━━━ RECORDED DATA ━━━

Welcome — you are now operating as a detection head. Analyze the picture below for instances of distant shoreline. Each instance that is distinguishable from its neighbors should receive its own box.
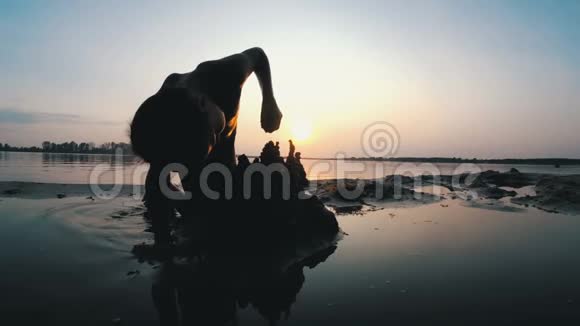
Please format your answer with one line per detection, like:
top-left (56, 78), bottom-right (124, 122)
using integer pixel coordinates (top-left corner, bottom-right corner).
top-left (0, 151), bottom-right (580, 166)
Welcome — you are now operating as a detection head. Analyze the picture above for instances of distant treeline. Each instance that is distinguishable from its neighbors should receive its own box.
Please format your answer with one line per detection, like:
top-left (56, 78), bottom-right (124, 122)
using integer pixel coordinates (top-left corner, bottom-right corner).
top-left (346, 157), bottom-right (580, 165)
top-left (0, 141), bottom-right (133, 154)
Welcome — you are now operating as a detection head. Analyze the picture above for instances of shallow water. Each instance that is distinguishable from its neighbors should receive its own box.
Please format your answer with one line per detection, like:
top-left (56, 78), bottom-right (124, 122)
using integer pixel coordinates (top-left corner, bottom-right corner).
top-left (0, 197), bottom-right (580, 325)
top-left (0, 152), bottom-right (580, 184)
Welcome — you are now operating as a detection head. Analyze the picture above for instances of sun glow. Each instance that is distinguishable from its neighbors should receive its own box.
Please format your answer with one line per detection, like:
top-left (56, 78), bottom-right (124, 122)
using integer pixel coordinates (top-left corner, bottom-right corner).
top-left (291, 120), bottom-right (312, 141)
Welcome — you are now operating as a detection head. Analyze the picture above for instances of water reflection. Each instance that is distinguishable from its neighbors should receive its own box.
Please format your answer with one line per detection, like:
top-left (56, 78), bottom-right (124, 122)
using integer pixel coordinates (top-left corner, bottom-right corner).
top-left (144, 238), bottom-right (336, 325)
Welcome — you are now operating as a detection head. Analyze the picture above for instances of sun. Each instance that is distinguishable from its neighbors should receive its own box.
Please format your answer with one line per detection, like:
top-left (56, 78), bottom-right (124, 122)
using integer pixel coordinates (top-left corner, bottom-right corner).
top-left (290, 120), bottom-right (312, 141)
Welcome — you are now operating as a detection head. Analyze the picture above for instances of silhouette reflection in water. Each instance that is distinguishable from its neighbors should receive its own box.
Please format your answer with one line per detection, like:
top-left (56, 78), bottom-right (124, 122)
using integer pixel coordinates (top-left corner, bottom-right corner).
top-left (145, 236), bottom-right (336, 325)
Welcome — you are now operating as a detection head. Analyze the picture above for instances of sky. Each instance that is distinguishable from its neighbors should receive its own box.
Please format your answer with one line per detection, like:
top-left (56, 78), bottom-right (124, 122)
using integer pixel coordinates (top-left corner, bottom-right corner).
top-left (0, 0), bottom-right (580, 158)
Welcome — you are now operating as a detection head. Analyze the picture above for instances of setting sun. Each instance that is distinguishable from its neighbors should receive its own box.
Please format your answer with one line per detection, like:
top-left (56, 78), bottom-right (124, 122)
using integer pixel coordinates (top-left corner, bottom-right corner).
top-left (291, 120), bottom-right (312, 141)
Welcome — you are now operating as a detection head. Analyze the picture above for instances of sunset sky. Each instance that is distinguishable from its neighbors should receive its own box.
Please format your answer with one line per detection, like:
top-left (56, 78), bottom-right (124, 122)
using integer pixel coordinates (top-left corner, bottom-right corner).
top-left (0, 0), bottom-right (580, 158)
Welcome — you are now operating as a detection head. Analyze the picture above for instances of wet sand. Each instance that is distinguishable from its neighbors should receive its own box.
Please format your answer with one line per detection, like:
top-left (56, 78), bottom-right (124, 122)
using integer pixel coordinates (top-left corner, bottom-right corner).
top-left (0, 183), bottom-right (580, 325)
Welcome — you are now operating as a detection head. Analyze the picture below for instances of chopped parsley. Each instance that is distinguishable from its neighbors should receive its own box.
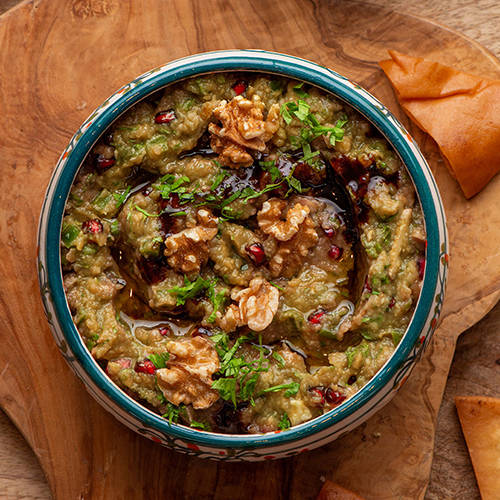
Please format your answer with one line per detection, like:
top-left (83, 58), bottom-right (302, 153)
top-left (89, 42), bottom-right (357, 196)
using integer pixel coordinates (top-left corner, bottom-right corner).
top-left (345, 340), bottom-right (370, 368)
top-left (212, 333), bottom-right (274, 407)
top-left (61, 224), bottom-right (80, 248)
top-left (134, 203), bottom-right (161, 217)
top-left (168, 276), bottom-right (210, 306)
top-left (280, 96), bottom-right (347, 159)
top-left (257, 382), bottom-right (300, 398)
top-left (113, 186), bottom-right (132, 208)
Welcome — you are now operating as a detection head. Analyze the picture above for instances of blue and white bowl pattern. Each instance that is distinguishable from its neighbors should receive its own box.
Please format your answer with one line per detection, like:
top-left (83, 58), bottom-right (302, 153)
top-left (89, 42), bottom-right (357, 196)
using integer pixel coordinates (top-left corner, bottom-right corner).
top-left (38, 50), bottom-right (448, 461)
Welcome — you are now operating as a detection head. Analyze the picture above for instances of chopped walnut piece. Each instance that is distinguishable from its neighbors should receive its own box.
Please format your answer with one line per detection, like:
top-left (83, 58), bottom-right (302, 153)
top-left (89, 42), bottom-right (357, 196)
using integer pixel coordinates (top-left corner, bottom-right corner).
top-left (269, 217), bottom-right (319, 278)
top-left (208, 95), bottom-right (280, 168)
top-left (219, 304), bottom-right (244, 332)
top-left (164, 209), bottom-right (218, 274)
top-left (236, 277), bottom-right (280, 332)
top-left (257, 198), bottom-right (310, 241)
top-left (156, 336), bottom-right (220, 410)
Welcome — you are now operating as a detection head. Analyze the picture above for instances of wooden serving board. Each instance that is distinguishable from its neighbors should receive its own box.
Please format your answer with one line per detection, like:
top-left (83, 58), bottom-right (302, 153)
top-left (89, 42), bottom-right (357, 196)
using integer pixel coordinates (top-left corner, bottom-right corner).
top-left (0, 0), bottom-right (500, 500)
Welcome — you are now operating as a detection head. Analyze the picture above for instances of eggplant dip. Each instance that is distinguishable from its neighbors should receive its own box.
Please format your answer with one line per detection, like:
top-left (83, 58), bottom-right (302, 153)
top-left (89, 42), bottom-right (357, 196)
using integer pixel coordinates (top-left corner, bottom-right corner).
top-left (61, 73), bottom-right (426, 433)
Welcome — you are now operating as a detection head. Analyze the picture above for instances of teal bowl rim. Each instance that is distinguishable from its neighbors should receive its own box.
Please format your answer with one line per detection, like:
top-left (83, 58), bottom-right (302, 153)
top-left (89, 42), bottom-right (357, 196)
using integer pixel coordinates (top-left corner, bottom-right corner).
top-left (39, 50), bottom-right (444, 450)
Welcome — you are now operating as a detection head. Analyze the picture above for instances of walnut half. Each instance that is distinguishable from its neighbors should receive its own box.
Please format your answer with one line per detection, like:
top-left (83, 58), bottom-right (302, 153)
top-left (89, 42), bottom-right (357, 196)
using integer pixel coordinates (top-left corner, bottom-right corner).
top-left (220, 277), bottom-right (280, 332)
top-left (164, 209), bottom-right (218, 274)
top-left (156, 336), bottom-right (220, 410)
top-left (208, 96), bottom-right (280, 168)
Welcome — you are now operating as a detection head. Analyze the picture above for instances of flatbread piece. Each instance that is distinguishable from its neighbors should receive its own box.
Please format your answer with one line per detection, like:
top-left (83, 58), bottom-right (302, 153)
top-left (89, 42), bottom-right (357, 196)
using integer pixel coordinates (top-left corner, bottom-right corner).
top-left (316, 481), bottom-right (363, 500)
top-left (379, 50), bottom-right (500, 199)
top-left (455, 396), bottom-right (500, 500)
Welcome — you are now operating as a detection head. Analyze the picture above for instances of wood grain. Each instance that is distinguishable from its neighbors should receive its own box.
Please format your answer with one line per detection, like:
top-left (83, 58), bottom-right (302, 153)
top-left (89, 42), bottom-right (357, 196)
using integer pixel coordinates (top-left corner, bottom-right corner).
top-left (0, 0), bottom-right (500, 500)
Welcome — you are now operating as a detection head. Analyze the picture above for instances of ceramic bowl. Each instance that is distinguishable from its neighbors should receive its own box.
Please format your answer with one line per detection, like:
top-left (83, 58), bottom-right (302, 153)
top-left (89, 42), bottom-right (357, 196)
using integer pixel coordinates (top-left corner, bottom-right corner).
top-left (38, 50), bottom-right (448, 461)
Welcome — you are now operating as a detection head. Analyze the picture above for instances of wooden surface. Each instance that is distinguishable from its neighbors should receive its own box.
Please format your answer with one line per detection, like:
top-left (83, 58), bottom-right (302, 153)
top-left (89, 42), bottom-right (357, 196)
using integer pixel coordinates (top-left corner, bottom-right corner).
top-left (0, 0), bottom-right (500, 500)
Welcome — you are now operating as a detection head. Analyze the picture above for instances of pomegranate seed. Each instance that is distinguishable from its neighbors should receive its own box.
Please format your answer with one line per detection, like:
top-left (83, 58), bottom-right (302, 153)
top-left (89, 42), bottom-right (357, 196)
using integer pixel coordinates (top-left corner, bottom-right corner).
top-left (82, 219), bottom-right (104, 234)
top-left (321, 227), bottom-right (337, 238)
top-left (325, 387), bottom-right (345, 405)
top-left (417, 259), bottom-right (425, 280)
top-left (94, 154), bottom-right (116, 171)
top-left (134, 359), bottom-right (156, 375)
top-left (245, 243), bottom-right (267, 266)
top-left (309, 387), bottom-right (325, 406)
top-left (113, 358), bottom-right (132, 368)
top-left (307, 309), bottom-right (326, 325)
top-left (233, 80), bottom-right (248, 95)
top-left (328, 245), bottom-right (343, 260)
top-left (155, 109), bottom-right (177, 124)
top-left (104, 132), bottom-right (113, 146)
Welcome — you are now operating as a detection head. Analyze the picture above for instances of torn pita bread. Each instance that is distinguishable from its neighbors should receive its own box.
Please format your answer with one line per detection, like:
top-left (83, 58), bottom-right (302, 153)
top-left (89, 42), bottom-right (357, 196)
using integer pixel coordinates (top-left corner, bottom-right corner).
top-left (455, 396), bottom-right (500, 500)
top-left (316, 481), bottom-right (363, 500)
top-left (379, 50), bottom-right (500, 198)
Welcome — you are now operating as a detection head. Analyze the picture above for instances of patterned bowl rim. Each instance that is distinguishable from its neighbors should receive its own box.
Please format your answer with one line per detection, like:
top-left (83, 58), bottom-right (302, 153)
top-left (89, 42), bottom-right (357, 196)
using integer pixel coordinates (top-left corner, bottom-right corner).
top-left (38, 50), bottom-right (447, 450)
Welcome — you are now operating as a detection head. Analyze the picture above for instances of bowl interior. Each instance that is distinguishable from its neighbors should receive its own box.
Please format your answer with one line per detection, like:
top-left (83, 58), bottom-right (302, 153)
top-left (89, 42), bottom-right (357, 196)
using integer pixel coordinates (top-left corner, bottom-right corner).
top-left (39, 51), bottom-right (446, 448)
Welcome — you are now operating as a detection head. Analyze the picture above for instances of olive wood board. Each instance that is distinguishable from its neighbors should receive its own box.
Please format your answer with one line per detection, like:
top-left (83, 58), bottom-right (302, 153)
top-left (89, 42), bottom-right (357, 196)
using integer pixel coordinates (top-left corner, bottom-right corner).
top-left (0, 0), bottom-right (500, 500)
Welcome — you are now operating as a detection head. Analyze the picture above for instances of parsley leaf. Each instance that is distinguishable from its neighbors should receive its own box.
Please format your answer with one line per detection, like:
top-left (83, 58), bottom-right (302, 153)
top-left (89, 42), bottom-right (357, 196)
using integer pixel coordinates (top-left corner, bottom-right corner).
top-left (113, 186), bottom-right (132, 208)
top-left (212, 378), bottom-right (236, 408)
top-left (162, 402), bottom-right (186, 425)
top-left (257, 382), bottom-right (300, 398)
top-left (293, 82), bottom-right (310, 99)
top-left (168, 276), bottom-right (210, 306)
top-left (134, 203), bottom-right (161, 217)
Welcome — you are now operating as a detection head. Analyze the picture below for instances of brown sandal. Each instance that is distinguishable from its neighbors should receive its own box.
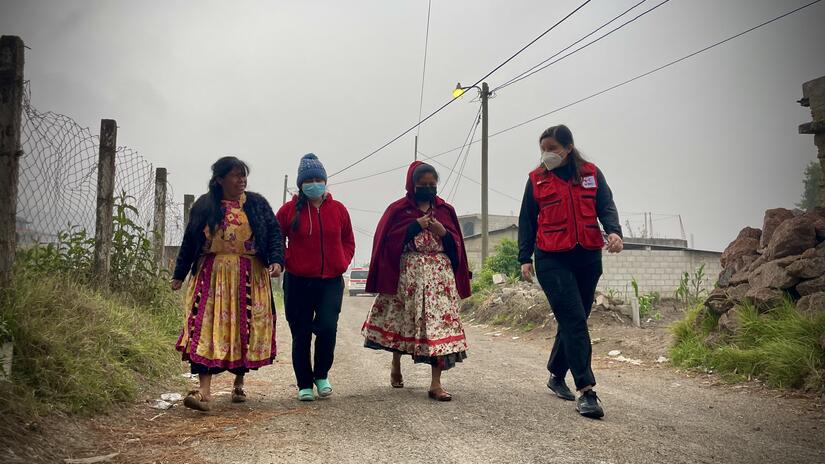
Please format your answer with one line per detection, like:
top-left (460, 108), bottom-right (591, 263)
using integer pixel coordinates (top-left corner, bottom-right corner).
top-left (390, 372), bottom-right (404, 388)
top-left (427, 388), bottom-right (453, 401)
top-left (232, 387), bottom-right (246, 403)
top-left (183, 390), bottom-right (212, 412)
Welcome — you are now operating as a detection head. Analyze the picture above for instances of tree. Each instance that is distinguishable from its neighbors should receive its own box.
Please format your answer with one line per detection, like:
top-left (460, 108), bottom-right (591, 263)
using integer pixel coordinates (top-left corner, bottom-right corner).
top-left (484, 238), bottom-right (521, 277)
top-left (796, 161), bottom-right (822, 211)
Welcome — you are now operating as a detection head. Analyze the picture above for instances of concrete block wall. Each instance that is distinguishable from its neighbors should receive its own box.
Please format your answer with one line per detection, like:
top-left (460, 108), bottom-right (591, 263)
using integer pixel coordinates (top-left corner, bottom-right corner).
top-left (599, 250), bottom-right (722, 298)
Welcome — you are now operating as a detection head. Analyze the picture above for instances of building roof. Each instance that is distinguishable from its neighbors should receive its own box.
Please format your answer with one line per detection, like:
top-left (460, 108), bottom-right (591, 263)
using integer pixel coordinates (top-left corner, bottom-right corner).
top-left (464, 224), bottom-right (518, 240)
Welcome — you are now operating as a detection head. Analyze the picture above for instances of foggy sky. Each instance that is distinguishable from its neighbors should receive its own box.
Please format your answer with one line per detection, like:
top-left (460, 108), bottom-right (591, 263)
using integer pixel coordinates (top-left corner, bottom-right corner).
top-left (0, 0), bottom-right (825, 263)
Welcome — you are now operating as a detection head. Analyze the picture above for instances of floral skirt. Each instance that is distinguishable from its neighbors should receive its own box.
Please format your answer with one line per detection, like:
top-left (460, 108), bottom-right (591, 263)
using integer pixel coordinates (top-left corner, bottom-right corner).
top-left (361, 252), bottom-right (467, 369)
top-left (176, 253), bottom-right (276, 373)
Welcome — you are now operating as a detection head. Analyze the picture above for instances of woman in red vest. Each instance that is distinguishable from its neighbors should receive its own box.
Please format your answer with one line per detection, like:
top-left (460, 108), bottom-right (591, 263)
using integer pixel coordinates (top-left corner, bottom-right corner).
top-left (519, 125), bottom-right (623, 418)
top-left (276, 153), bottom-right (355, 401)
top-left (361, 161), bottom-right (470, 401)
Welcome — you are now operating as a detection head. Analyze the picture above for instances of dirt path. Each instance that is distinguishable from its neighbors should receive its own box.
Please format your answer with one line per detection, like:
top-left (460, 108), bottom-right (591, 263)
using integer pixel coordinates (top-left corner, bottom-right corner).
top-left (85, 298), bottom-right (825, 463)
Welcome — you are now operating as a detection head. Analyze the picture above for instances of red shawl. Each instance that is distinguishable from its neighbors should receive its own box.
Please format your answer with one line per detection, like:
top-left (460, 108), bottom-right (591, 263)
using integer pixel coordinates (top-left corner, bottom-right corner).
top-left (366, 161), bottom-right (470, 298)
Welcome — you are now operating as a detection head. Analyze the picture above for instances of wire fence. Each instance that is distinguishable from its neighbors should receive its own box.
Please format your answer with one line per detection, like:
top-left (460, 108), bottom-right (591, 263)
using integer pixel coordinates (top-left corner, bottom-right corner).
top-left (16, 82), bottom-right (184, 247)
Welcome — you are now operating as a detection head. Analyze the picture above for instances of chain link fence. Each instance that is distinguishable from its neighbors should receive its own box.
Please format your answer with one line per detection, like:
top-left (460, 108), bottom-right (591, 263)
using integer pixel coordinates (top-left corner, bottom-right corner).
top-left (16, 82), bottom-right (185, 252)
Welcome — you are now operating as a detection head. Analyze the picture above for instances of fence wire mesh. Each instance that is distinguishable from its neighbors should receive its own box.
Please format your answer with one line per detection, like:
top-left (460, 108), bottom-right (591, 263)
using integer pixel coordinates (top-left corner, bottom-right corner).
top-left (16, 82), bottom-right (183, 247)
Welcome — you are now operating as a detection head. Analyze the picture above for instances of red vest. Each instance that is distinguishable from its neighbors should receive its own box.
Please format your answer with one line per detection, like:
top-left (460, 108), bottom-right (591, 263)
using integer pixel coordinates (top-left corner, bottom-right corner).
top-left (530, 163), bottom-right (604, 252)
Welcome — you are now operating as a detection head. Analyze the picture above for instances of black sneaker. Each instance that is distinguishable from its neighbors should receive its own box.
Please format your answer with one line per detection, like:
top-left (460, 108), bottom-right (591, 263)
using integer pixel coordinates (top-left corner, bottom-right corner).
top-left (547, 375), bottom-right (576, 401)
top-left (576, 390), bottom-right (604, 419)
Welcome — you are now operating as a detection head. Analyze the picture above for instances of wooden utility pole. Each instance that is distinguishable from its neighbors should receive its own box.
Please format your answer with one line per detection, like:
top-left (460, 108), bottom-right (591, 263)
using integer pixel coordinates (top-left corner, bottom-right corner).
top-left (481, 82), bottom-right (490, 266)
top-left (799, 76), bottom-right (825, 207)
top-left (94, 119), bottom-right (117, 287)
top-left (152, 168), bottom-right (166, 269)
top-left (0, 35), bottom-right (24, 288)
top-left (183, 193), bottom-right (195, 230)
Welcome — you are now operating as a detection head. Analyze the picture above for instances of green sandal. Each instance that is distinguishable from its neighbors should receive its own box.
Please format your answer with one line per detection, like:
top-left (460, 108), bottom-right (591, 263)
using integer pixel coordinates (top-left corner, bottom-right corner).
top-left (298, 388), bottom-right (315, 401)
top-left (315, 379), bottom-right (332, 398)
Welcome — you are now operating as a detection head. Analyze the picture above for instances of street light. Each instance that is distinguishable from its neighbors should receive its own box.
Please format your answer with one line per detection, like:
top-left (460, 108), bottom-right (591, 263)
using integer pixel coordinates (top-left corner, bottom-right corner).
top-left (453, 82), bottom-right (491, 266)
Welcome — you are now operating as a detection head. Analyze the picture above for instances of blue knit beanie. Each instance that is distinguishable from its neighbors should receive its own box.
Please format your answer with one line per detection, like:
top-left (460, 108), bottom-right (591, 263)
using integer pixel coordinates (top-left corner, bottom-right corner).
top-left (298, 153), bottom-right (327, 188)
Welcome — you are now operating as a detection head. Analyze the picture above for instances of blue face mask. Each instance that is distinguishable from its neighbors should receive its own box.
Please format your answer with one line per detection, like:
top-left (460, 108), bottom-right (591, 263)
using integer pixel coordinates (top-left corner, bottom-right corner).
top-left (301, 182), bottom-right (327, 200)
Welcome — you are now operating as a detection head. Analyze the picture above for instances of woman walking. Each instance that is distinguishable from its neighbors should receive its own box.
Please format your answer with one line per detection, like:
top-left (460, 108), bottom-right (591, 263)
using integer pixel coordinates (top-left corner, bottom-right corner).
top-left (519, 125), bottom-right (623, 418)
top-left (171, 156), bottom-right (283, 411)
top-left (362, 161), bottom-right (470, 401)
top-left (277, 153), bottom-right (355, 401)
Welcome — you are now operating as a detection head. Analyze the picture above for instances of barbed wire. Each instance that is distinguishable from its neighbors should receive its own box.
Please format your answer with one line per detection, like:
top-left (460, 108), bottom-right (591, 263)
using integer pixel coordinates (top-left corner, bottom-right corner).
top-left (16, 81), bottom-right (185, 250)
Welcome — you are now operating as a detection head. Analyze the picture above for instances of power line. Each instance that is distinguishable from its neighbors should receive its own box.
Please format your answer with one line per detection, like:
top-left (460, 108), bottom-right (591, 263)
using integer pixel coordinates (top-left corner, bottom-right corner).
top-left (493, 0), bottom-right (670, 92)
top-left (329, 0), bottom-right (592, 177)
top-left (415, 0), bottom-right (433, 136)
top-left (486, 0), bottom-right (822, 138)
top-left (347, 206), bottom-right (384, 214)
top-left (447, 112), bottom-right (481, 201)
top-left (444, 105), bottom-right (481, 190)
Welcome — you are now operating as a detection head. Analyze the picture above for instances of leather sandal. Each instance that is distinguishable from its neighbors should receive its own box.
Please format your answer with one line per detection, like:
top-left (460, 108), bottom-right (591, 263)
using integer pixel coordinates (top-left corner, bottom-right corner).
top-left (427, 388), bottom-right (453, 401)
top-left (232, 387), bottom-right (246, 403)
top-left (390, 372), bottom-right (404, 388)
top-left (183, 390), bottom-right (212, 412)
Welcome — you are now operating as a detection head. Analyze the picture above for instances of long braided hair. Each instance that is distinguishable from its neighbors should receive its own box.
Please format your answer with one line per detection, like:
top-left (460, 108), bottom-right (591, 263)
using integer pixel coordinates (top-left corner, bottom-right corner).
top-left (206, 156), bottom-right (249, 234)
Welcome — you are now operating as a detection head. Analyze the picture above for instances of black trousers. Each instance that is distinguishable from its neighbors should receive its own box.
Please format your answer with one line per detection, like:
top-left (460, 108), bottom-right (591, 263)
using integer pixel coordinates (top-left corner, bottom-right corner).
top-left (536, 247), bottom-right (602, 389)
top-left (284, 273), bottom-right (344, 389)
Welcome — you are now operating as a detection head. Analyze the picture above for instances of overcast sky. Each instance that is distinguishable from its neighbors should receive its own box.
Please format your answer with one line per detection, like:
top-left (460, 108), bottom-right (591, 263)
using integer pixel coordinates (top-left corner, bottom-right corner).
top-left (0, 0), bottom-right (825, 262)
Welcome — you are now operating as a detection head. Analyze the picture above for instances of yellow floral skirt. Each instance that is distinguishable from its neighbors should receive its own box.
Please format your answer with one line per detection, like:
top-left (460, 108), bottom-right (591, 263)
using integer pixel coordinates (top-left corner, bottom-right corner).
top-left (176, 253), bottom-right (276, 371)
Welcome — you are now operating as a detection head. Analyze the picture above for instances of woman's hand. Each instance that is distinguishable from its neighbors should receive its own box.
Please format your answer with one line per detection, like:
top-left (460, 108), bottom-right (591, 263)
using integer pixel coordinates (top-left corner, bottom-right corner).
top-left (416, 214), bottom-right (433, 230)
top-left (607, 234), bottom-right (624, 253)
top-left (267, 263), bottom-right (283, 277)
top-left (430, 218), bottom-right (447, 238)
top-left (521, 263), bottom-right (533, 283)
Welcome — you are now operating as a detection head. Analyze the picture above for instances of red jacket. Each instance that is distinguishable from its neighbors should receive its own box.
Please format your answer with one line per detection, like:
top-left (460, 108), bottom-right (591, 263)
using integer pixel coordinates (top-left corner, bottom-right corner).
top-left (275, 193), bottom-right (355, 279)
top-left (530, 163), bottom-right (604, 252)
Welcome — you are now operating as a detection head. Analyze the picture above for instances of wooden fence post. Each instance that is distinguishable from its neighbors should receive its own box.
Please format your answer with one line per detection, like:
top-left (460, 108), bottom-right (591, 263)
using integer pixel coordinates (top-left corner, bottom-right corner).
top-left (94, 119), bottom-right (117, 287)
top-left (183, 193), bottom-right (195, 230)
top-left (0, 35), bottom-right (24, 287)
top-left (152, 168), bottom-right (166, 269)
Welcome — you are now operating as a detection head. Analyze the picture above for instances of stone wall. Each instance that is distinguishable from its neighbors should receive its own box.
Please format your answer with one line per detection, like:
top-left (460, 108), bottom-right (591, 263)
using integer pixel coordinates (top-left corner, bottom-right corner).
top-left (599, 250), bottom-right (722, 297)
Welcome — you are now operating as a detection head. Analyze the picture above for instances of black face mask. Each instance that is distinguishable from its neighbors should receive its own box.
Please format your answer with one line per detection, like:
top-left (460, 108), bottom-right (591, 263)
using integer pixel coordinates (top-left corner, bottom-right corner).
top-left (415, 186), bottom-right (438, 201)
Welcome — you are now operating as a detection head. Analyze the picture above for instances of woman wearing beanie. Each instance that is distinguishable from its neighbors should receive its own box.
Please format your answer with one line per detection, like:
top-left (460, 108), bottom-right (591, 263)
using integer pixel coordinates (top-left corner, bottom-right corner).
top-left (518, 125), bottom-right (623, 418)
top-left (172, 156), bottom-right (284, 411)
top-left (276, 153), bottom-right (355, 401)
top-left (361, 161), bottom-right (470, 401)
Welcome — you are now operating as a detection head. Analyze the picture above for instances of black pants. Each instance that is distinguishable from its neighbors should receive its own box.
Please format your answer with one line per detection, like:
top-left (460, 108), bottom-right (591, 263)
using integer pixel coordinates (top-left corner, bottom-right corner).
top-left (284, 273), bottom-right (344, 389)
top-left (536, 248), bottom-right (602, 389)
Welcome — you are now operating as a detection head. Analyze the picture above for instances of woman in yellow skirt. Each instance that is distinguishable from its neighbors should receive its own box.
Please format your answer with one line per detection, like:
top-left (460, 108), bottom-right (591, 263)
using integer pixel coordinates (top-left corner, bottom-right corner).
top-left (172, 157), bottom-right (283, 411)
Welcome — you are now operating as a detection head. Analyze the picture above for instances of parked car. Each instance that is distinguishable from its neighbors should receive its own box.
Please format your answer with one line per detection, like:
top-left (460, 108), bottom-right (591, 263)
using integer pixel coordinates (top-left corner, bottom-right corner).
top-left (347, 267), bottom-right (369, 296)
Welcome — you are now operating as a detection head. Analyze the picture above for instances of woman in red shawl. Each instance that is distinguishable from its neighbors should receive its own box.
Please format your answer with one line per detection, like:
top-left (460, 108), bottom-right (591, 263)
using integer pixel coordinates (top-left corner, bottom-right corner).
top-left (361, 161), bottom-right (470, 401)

━━━

EXERCISE OBJECTIVE. Pull out the lines starting at the very first one and ending at the line that contains "top-left (0, 152), bottom-right (580, 184)", both included, and reproduce them word for word. Leave the pictures out.

FULL SOLUTION.
Welcome — you are now operating as a detection head. Analyze the picture below for instances of distant shoreline. Each instance that is distinguishable from its neighbors should receive its own box.
Please format your answer with one line per detection, like:
top-left (56, 78), bottom-right (124, 122)
using integer pixel coordinates (top-left corner, bottom-right corner).
top-left (0, 151), bottom-right (580, 166)
Welcome — you are now operating as a detection head. Analyze the picture above for instances of distant treeline. Each instance that is distinguishable from its neighbors should receive its own box.
Please format your answer with one line per detection, like:
top-left (56, 78), bottom-right (124, 122)
using integer pixel coordinates (top-left corner, bottom-right corner).
top-left (346, 157), bottom-right (580, 165)
top-left (0, 141), bottom-right (133, 154)
Welcome — you are now operating as a detection head. Analyze the picture above for instances of shallow water. Each instance that is distinguishable from its neighbors should receive its own box.
Please format your answer with one line per detection, like:
top-left (56, 78), bottom-right (124, 122)
using integer pixel coordinates (top-left corner, bottom-right corner).
top-left (0, 197), bottom-right (580, 325)
top-left (0, 152), bottom-right (580, 184)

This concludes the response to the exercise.